# ACTIVITY
Write the listing below out again word for word, without a single picture.

--- SUPPLIED RECORDS Enclosed Below ---

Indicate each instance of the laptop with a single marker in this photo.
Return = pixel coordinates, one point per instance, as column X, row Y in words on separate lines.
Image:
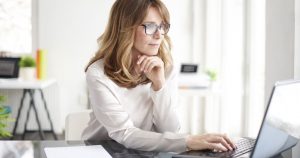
column 279, row 131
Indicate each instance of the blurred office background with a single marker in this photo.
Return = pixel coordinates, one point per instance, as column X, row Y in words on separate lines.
column 250, row 44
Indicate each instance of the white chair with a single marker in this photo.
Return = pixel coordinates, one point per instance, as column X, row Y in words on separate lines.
column 75, row 124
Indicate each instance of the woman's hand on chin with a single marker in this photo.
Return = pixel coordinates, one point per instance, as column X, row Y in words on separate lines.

--- End of Enclosed SUPPLIED RECORDS ---

# REPLY TO THE EXERCISE
Indicate each instance of the laptop with a single marker in this photo.
Return = pixel coordinates, one point per instance, as column X, row Y in words on separate lines.
Image:
column 279, row 131
Indicate each instance of the blurred office background with a single marker in this photo.
Return = pixel coordinates, one point per instance, as column X, row Y in words on separate lines.
column 250, row 44
Indicate each instance of the white chair with a single marker in this photo.
Return = pixel coordinates, one point per instance, as column X, row Y in words on separate lines.
column 75, row 124
Indicate each instance of the woman's hand on chin with a single marker in this photo.
Return = pixel coordinates, one point per instance, as column X, row Y in words on separate lines.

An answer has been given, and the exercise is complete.